Monitor has remained fairly silent on the topic of international terrorism, feeling, unusually, somewhat superfluous to the debate. But this week the GP press made Monitor realise that HSJ is letting down its readers by failing to examine its stories in the light of world events. GP magazine showed how to do it last week with a story headlined, 'GPs' pay must be protected from terrorist fall-out'. Whether 'fallout' is the most tactful choice of word is another matter. The story runs thus: 'GP negotiators are ready for a fight if the government uses the economic fall-out from the terrorist attacks in New York and Washington as an excuse to plead poverty during the forthcoming pay round.' Hmmn, That is better. For a moment Monitor thought Bin Laden had launched the whole hoo-ha in an attempt to damage morale in primary care.

Speaking of morale, one of HSJ's trusty freelances is feeling battered and bruised after a run-in with one of Britain's evil no-star trusts. The magazine had hoped to interview members of the 'dirty dozen' - naturellement in a supportive and developmental way - about their efforts to turn round failing services. Seemed simple enough, and the lady reporter in question was delighted to get the thumbs-up from Portsmouth Hospitals trust, where chief exec Mark Smith (we wondered what had become of The Fall) agreed to put his head above the parapet. Plans were made, a photographer booked and our lady writer hit the road.

And indeed had reached the town of Petersfield before she was told that due to unforeseen events the interview would have to be rescheduled. Being an understanding sort, she realised instantly that Mr Smith was probably battling with heaving trolleys, or some such crisis, and made light of her inconvenience. So just imagine her surprise when Mr Smith popped up in an interview on the BBC news that very night! And imagine that surprise morphing into horror when a sheepish press officer contacted her the following week to report that Mr Smith would be cancelling his HSJ interview for good - as he felt he his profile was high enough already. Manners maketh the man, proffers Monitor: they certainly do not maketh the no-star trust!

• [APPLY WHAT YOU READ]:
1. Sum up the column in two sentences.
2. According to the column, what town had the reporter reached when she learned the interview would have to be rescheduled?
The records have nothing to do with the column.

• [SOURCE MATERIAL]:
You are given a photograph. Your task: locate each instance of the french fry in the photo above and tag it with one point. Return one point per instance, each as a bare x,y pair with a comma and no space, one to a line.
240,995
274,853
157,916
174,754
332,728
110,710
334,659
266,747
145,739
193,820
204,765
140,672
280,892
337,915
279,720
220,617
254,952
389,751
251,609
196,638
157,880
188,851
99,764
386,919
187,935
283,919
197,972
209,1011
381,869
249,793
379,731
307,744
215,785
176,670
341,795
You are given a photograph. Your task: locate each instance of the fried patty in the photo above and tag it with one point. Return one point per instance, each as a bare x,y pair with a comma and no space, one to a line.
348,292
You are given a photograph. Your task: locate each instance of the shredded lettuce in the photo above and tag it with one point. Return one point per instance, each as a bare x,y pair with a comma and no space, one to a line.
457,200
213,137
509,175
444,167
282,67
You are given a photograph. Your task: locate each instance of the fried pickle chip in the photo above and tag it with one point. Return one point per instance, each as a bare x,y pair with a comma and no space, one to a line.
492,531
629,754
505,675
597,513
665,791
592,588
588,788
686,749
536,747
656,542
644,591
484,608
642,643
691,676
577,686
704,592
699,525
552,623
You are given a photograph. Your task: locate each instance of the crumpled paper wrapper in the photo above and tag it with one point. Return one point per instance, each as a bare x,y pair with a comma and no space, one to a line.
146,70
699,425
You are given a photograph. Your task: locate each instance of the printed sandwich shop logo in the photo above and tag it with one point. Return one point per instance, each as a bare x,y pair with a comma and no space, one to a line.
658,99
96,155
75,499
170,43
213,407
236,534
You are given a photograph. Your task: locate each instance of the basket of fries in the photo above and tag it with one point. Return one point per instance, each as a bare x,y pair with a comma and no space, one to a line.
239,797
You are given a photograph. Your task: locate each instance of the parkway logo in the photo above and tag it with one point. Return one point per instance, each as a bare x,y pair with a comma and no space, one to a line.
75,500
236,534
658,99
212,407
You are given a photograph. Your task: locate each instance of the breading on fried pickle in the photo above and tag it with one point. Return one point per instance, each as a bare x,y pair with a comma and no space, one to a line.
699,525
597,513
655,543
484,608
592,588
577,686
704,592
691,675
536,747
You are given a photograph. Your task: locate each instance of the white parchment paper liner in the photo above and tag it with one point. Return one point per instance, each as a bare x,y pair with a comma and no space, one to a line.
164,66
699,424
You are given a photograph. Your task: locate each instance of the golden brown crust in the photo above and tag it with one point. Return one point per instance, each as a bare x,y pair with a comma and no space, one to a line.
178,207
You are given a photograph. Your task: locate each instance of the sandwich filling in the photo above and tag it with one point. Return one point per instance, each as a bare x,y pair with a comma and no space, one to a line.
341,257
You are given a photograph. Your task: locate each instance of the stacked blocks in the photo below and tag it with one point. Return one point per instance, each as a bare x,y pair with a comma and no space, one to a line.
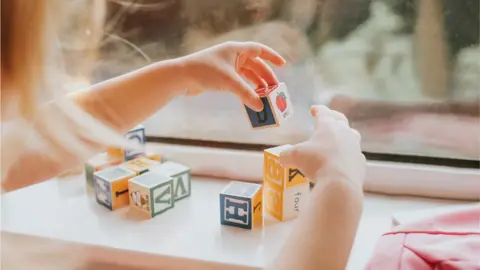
181,178
139,165
285,188
277,104
111,187
151,193
241,205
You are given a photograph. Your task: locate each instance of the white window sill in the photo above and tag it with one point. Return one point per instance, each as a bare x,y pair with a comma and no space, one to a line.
382,177
36,219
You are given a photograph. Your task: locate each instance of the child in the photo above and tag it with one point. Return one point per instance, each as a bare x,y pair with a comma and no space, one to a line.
45,132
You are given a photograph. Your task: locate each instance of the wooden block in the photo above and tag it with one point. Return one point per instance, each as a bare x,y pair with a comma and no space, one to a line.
285,188
181,178
136,134
99,162
241,205
151,193
277,104
111,187
139,164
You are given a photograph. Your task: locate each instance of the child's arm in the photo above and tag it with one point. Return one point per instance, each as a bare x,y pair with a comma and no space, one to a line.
323,234
125,101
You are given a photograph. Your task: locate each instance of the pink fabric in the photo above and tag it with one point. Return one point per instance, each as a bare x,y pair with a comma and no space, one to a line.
449,241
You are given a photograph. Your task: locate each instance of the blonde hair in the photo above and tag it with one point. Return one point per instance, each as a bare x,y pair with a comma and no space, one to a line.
32,75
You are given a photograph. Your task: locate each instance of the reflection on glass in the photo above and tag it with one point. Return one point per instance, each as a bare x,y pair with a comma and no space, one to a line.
405,72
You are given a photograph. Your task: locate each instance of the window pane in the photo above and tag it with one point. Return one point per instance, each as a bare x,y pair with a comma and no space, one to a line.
405,72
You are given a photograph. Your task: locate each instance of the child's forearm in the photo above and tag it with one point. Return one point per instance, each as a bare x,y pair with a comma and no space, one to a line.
323,235
127,100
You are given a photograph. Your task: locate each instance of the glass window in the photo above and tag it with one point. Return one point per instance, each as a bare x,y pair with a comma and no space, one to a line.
405,72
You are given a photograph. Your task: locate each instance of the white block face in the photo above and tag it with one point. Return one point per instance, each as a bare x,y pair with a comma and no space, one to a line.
281,102
295,200
137,135
181,186
162,198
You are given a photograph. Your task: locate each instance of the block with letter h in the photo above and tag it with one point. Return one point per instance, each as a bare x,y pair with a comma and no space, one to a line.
111,187
181,178
285,188
151,193
241,205
277,107
136,134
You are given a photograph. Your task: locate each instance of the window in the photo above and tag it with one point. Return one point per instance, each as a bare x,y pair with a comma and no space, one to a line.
406,73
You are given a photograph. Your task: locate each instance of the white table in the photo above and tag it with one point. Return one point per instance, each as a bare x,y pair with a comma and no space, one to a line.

• [RESPONSE LIST]:
1. The column points to a GP magazine story in which GP negotiators said they were ready to fight if the government used the economic fallout from the terrorist attacks in New York and Washington to plead poverty during the pay round. It also tells how an HSJ freelance reporter had her interview with Portsmouth Hospitals trust chief executive Mark Smith called off on the way, saw him on the BBC news that night, and was later told he was canceling for good because he felt his profile was high enough already.

2. Petersfield.